Brief 1:
Answer these questions from the article about the Sisters of Providence mission to Peru:
(a) In what month and year did the three sisters arrive in Arequipa?
(b) By what year did the Vatican want at least 10 percent of U.S. religious personnel engaged in Latin American missions?
(c) What color was the special habit the sisters developed for the dusty climate?
Brief 2:
Write out part of the article about the Sisters of Providence mission to Peru word for word. Begin at the words "Despite running an" and stop after "they were off.".

Source passage:
--------------------------------------------------

A beautiful time
This article first appeared in the winter 2012 issue of HOPE.
They left Indiana in a snowstorm. A day later, Sisters Kathleen Therese O’Connor (RIP), Monica Withem (RIP) (formerly Sister Patricia Ann) and Agnes Veronica Hester (RIP) arrived in a sunny city a hemisphere away. It was March 1963, and the three missionary Sisters of Providence had landed in Arequipa, Peru.
These first three adventurers were sent in response to a Papal call. In September 1960, Mother Rose Angela Horan (RIP) had learned that all United States religious congregations were asked by the Holy Father to take missions in Latin America beginning as soon as possible. The Vatican requested that by 1970 at least 10 percent of the U.S. religious personnel were to be engaged in this work.
Despite running an already busy Congregation, Mother Rose Angela began establishing Latin American connections, including a visit to Peru in December 1961. It was decided that the sisters would minister in Arequipa, a city in the Andes Mountains of southern Peru with Incan roots and a Spanish colonial past. The Sisters of Providence community buzzed with excitement.
Once they were selected, this first group of sisters set to work diligently learning the Spanish language, reading up on the country’s culture, getting vaccinations and visas in order, and developing a special gray habit to accommodate the dusty climate. After a special missionary blessing from then-Archbishop Paul Schulte, they were off.

--------------------------------------------------

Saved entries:
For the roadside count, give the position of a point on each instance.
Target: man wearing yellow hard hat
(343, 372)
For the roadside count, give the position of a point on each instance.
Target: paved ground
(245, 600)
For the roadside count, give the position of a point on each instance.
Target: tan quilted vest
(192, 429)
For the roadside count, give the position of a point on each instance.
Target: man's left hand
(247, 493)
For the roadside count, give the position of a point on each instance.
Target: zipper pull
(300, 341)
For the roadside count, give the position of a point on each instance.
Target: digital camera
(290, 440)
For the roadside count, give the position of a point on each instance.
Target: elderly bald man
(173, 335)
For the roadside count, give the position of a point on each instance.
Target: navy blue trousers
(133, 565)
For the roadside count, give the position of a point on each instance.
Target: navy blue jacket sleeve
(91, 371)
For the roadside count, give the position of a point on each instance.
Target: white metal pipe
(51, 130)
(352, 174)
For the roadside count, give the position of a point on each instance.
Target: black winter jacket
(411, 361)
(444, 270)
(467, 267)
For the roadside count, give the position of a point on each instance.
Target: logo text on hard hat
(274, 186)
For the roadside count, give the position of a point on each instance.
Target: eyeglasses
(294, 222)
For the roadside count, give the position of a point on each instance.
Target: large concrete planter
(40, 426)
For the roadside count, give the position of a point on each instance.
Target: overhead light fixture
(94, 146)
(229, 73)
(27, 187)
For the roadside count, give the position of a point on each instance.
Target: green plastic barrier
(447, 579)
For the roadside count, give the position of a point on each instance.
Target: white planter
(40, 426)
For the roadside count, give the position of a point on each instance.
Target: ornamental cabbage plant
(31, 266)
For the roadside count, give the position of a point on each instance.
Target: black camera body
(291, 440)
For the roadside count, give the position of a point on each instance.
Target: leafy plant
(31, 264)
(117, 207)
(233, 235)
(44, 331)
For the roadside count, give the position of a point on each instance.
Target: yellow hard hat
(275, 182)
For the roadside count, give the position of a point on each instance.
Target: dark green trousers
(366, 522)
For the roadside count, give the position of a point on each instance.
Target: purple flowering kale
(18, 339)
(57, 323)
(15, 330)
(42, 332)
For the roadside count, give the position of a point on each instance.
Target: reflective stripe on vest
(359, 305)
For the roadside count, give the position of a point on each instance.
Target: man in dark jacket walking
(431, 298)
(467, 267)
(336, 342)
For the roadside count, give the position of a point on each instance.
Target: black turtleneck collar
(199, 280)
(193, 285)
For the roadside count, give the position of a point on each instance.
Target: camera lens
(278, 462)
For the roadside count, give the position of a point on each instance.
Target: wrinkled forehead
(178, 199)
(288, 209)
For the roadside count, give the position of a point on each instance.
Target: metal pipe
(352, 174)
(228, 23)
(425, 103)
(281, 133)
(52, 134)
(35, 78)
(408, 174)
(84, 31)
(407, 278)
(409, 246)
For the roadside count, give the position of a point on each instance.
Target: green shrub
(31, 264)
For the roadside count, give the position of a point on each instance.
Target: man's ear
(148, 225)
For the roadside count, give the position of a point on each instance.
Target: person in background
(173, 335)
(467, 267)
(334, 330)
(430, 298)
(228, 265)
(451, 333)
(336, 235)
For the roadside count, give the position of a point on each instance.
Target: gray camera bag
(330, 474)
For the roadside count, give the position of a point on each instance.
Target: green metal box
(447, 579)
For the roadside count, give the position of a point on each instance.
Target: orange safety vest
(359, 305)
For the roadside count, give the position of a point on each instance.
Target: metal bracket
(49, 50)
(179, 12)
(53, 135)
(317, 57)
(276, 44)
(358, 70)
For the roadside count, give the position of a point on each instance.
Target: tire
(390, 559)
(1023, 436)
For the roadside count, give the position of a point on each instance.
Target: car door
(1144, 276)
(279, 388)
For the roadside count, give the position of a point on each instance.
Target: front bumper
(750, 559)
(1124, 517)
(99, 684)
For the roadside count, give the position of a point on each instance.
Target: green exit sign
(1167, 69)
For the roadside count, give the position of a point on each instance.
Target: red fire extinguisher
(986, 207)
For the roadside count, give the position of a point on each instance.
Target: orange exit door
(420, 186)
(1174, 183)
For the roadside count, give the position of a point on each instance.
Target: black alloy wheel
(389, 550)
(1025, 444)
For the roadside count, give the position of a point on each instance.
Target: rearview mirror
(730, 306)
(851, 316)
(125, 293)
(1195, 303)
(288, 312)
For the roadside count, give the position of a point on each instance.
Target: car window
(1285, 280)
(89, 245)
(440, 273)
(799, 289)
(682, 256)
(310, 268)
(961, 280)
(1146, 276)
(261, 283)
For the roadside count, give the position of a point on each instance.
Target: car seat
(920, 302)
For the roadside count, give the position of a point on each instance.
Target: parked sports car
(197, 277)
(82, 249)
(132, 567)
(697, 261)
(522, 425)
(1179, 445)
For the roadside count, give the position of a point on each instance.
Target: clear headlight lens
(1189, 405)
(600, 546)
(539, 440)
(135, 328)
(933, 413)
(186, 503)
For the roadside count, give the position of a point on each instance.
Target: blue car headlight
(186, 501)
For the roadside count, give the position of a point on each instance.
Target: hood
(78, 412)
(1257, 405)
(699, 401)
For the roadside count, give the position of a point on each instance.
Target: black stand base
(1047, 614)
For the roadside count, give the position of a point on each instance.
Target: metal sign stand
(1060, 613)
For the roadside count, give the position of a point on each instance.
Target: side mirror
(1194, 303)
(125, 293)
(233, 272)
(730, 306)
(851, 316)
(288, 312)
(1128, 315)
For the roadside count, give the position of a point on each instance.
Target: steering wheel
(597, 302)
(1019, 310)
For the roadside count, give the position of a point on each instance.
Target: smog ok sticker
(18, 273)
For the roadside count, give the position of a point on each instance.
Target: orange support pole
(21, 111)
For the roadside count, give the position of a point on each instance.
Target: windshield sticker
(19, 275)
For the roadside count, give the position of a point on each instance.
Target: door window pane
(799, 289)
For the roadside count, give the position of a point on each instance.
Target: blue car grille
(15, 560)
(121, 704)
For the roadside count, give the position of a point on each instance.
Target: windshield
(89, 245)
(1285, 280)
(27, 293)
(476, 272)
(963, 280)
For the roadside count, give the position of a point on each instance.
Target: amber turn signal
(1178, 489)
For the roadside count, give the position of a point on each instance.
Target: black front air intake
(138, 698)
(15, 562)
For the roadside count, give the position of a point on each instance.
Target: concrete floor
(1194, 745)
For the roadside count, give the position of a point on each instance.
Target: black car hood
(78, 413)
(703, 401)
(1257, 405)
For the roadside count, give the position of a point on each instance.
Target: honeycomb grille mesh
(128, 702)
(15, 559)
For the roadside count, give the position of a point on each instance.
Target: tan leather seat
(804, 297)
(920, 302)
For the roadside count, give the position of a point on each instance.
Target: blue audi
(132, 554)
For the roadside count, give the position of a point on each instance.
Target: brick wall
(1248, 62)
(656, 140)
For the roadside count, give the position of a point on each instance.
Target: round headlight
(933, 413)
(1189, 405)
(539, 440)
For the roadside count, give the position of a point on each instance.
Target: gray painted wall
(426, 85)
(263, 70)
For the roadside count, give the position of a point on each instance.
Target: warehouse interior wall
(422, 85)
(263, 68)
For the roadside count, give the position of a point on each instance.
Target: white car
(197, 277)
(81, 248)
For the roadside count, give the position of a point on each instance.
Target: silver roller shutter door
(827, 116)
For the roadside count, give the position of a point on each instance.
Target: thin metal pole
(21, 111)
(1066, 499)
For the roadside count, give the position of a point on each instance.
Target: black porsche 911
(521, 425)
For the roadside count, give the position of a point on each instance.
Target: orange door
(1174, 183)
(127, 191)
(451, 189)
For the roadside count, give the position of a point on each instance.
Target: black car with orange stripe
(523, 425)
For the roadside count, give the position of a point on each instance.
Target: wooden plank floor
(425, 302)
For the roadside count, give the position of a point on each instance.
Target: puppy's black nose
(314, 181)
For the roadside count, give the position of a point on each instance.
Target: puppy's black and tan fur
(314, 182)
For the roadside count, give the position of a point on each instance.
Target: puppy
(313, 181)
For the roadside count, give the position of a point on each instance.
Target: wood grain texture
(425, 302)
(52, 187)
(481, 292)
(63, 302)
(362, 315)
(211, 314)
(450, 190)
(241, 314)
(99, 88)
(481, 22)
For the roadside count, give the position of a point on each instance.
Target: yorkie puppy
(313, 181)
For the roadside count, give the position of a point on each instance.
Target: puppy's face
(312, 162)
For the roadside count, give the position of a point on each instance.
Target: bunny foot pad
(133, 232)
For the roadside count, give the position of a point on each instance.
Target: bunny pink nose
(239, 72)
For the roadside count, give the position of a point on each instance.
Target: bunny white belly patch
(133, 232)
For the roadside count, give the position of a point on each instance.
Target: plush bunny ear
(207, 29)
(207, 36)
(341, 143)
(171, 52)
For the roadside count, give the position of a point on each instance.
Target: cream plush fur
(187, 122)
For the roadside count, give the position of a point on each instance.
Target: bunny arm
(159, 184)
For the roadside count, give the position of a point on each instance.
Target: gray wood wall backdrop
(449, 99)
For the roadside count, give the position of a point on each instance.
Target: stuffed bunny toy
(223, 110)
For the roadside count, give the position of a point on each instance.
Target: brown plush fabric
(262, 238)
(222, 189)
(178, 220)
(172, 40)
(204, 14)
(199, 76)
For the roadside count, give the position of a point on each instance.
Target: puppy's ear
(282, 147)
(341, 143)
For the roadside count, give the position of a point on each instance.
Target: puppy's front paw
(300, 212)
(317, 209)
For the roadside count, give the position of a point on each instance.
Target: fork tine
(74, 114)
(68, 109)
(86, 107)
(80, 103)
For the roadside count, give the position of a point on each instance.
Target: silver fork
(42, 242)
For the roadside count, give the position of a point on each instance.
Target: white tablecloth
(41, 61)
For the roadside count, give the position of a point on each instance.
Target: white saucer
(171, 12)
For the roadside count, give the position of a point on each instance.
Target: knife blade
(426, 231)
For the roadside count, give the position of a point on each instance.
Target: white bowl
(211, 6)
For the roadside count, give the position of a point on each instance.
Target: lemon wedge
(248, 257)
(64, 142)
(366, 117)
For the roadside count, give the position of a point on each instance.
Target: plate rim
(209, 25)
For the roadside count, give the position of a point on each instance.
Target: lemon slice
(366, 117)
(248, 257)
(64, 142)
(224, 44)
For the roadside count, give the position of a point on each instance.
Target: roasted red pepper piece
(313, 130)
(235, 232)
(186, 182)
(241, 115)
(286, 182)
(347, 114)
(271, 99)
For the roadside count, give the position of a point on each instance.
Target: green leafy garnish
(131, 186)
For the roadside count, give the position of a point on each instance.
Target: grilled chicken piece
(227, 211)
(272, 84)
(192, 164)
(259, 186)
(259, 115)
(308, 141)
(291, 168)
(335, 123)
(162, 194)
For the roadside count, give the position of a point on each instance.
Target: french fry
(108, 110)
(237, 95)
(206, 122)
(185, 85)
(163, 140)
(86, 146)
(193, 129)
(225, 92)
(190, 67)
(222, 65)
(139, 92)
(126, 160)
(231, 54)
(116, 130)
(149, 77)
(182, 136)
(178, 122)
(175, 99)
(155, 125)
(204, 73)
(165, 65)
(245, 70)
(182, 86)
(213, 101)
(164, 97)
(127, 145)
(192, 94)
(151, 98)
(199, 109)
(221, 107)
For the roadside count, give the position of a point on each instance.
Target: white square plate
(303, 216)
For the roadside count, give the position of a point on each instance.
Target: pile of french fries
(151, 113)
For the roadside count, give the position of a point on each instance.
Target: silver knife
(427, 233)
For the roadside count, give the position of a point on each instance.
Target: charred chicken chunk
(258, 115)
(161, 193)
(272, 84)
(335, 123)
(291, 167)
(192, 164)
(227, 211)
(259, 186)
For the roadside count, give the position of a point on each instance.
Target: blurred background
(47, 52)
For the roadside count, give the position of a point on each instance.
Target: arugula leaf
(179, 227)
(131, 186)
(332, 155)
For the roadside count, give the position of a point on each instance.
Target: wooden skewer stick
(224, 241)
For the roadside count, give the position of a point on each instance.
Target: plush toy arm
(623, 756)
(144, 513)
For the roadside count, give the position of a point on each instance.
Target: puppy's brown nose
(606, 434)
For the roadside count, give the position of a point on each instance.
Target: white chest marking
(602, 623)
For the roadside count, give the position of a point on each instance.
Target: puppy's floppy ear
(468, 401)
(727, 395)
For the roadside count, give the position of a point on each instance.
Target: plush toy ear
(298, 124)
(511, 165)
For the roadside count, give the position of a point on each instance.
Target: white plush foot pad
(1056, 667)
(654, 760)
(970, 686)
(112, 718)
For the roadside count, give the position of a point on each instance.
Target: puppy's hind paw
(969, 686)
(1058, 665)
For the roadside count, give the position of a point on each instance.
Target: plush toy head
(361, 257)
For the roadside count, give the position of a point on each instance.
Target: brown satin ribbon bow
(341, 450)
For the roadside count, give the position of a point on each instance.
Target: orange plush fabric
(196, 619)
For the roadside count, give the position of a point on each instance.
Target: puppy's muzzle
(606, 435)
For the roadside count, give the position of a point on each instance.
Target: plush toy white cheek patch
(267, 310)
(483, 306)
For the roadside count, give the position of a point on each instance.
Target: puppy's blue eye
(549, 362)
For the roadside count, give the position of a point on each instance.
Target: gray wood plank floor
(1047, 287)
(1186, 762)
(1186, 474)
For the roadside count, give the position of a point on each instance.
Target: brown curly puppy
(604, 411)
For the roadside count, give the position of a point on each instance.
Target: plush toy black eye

--------------------------------------------------

Response box 1:
(a) March 1963
(b) 1970
(c) Gray

Response box 2:
Despite running an already busy Congregation, Mother Rose Angela began establishing Latin American connections, including a visit to Peru in December 1961. It was decided that the sisters would minister in Arequipa, a city in the Andes Mountains of southern Peru with Incan roots and a Spanish colonial past. The Sisters of Providence community buzzed with excitement.
Once they were selected, this first group of sisters set to work diligently learning the Spanish language, reading up on the country’s culture, getting vaccinations and visas in order, and developing a special gray habit to accommodate the dusty climate. After a special missionary blessing from then-Archbishop Paul Schulte, they were off.